** EXERCISE SET **
1. In the CMS audit passage, how many Medicare Advantage contracts per year will the expanded RADV audits cover?
2. Reproduce the CMS audit passage verbatim, starting with "The key to success" and going on through "60 plans annually.".

The key to success lies in treating audits as continuous compliance activities rather than annual events, building readiness infrastructure that operates year-round to meet compressed response windows when engagement letters arrive.
FAQs
Q1. What changes are coming to CMS audits in 2026? Starting in 2026, CMS is eliminating audit scoring for Medicare Advantage, Part D, and Cost Plans. Audit condition findings will no longer carry point values, representing a fundamental shift in how CMS evaluates compliance. Additionally, CMS has expanded RADV audits to approximately 550 Medicare Advantage contracts per year, a growth of over 900% from the previous standard of roughly 60 plans annually.
Q2. How much time do health plans have to respond to CMS audit requests? Health plans typically have 15 to 45 days to respond to audit requests, depending on the specific deliverable. For universe file submissions, organizations have 15 business days from the audit notice date. When CMS identifies conditions requiring immediate corrective action, plans must submit an ICAR Corrective Action Plan within three business days.

** GIVEN RECORDS **

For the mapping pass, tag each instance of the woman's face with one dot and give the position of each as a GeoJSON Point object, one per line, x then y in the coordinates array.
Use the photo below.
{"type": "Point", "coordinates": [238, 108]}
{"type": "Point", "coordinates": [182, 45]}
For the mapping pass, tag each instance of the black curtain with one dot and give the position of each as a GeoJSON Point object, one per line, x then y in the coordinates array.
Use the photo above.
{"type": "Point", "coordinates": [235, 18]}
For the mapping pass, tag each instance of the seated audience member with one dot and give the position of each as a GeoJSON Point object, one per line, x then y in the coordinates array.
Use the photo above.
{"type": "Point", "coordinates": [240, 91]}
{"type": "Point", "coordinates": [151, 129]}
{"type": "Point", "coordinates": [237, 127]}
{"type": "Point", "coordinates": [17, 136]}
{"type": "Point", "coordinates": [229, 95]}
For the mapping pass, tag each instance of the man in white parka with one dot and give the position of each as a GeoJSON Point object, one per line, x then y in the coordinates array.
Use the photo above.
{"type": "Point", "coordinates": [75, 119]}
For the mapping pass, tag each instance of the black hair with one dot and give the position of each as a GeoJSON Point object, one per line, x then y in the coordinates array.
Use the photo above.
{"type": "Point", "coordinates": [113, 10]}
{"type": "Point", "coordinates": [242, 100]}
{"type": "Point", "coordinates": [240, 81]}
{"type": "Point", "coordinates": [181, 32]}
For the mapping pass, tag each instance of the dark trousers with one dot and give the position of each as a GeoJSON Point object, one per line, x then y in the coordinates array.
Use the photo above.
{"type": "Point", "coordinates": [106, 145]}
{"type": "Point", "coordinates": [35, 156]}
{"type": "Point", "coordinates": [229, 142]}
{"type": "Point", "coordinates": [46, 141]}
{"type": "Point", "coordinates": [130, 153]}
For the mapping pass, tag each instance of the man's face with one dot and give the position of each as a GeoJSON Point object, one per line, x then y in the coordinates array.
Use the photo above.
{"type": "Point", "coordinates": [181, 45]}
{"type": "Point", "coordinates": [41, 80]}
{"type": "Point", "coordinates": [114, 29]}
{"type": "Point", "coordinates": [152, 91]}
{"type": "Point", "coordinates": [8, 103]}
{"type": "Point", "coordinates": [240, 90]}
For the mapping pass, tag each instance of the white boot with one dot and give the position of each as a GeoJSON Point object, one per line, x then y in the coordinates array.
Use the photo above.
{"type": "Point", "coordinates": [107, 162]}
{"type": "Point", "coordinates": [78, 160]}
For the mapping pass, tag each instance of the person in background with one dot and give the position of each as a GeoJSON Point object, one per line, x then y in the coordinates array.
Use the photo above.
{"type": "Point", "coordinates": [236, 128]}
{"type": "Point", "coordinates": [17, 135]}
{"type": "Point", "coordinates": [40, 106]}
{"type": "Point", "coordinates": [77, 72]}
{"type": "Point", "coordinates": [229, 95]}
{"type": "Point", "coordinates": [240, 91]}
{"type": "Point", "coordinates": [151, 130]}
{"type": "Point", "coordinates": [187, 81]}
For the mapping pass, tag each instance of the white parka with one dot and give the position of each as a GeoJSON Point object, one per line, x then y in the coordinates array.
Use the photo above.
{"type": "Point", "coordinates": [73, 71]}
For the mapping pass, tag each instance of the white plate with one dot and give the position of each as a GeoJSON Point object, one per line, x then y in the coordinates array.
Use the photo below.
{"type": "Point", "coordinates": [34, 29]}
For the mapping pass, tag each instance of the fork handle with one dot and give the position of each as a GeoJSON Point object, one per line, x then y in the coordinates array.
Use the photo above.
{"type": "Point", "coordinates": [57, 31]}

** SOLUTIONS BY TASK **
1. Approximately 550 Medicare Advantage contracts per year.

2.
The key to success lies in treating audits as continuous compliance activities rather than annual events, building readiness infrastructure that operates year-round to meet compressed response windows when engagement letters arrive.
FAQs
Q1. What changes are coming to CMS audits in 2026? Starting in 2026, CMS is eliminating audit scoring for Medicare Advantage, Part D, and Cost Plans. Audit condition findings will no longer carry point values, representing a fundamental shift in how CMS evaluates compliance. Additionally, CMS has expanded RADV audits to approximately 550 Medicare Advantage contracts per year, a growth of over 900% from the previous standard of roughly 60 plans annually.